TEXT PROVIDED:
6 Boredom Busters for Kids: Boating Edition

boredom busters for kids

“I’m bored!”—if you had a dollar for every time your kids complained like this, you could probably buy another boat, right? Never fear, the ultimate remedy is here—or, rather, at your dock.

Your boat is the perfect way to beat boredom, especially when school’s out—not to mention, a boat can provide the perfect on-demand summer vacation for families. To get started, try these six age-appropriate ideas.

1. Teach Them to Tie Knots

Even preschoolers learning to tie their shoes can do this. Kids and former kids (this writer included) learned to tie a bowline, for instance, thanks to the ever-popular “the rabbit and the hole” game. The Internet is filled with illustrated and video instructions. Once your kids master this, move on to the clove hitch, the square knot, and others.

5 Basic Boating Knots for Beginners

2. Get Crafty

Make something special together for the boat. Little ones can pick out fabrics and buttons for pillows, for example. If you have older kids, let them sew or handle a glue gun. Regardless of age, and especially to avoid squabbling, let each choose an area and what he or she would like to create.

REQUIRED TASKS:
(A) Reproduce the passage in the boating boredom-busters article starting with "6 Boredom Busters" and going on through "six age-appropriate ideas.".
(B) Supply the next part of the boating boredom-busters article, beginning right after its final sentence.
The items that come next were drawn from a separate source.

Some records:
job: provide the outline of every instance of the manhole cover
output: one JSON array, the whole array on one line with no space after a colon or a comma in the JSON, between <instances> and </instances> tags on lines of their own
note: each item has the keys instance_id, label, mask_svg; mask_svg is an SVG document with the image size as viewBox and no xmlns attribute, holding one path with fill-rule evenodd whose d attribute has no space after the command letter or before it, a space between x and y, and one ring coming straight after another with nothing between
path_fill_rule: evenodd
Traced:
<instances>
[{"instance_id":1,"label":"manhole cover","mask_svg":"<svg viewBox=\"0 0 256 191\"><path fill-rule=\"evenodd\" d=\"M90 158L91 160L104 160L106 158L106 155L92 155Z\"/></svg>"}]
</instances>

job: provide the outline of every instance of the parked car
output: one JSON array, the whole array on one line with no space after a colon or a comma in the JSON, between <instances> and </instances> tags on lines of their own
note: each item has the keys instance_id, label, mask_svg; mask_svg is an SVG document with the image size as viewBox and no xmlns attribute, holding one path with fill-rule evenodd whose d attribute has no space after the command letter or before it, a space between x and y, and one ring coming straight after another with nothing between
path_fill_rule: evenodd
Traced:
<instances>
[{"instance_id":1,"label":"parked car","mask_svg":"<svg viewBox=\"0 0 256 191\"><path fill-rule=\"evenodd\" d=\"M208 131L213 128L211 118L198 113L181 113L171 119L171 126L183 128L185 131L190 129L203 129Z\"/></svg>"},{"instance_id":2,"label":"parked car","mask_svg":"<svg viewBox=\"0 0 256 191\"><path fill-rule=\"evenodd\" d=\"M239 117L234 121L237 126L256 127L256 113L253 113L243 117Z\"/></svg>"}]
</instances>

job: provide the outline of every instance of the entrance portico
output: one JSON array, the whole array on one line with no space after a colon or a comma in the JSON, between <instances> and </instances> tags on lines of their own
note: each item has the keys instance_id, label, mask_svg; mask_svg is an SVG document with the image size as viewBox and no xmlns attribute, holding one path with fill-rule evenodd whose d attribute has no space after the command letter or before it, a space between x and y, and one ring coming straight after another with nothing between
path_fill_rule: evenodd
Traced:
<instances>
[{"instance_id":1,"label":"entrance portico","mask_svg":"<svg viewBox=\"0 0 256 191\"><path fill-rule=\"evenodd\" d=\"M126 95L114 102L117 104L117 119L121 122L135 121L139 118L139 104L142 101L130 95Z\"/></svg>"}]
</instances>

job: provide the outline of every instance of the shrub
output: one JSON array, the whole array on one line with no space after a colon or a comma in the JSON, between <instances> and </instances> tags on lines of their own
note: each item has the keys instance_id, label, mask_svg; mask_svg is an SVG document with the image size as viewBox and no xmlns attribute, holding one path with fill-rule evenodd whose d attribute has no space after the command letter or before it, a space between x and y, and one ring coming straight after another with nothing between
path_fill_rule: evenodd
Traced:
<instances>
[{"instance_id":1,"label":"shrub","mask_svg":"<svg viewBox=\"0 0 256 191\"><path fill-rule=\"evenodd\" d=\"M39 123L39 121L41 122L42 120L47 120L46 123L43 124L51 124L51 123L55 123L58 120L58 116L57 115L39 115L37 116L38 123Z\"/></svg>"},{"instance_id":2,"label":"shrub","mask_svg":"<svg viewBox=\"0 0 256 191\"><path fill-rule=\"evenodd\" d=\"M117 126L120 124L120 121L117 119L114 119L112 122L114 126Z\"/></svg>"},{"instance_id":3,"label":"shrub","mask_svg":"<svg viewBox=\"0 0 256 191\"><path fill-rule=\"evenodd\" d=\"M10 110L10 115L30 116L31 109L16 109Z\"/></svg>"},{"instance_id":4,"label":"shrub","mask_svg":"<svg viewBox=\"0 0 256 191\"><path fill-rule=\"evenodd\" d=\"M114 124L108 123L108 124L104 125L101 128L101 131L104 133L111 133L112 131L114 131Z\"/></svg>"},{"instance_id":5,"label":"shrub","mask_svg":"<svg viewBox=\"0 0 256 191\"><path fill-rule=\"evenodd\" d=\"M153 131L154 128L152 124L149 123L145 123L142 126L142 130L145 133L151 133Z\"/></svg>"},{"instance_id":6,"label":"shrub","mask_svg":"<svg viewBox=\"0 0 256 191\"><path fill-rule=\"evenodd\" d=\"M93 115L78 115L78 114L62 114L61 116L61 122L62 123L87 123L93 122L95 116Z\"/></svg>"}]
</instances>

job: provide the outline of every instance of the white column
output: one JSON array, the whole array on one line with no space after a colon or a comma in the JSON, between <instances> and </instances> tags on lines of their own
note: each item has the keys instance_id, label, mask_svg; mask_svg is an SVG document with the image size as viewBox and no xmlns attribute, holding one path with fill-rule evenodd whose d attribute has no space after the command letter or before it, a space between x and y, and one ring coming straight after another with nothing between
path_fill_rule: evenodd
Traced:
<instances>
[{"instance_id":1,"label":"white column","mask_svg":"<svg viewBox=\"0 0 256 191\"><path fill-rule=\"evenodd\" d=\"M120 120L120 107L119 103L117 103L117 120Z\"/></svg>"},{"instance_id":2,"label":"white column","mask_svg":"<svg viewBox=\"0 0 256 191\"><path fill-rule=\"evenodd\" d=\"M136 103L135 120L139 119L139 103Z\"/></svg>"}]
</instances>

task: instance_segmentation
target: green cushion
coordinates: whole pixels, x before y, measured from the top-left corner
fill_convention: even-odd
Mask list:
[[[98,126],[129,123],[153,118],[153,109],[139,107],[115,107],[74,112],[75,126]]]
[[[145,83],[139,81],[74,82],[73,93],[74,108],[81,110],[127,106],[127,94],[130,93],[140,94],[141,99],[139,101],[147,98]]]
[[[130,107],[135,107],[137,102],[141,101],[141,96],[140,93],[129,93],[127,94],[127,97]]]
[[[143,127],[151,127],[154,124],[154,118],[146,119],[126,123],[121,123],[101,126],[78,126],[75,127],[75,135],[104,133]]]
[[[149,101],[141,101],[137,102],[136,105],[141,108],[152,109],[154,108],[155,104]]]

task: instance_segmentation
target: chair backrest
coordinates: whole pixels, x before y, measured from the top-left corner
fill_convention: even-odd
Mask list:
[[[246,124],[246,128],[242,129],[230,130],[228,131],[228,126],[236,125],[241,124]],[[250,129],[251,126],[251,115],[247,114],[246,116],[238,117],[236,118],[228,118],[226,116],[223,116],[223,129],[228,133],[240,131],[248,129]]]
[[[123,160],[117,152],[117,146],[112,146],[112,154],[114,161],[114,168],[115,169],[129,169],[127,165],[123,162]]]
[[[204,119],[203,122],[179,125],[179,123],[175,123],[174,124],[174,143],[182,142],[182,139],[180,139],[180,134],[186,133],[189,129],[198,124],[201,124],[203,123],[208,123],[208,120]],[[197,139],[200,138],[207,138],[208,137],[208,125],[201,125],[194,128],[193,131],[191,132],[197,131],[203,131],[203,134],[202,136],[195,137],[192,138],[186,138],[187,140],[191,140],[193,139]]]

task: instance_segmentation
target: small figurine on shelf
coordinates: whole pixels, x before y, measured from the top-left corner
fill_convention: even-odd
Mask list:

REPLIES:
(A)
6 Boredom Busters for Kids: Boating Edition

boredom busters for kids

“I’m bored!”—if you had a dollar for every time your kids complained like this, you could probably buy another boat, right? Never fear, the ultimate remedy is here—or, rather, at your dock.

Your boat is the perfect way to beat boredom, especially when school’s out—not to mention, a boat can provide the perfect on-demand summer vacation for families. To get started, try these six age-appropriate ideas.

(B)
3. Play “I Spy” While Out Cruising

Have each family member take a turn. “I spy with my little eye” can apply to red buoys, sandy beaches, big cruise ships, and countless things onboard your boat. Alternately, count how many sailboats you see in a day, or how many fish swim around your anchorage.

activities for kids on a boat

4. Cook Up Some Fun in the Galley

If your kids like to cook, involve them in meal planning and preparation. Kids of all ages can help with provisioning. Junior anglers can try their hand at catching dinner, too.

5 Tips for Cooking on a Boat

5. Learn a Watersport Together

Ready to dive into a new watersport? Try everything from wakesurfing and wakeboarding, to waterskiing and tubing. You can find how-to guides for beginners on all these watersports here on DiscoverBoating.com.

6. Plot a Trip Together

Spread your nautical charts on the kitchen table or call them up on your electronic chartplotter—learn more in How to Navigate a Boat.

Point out destinations and explain the distances, especially so your young ones can better understand how long it takes to get from A to B. Assign tasks based on age as well, such as researching marinas, restaurants, and other places to visit.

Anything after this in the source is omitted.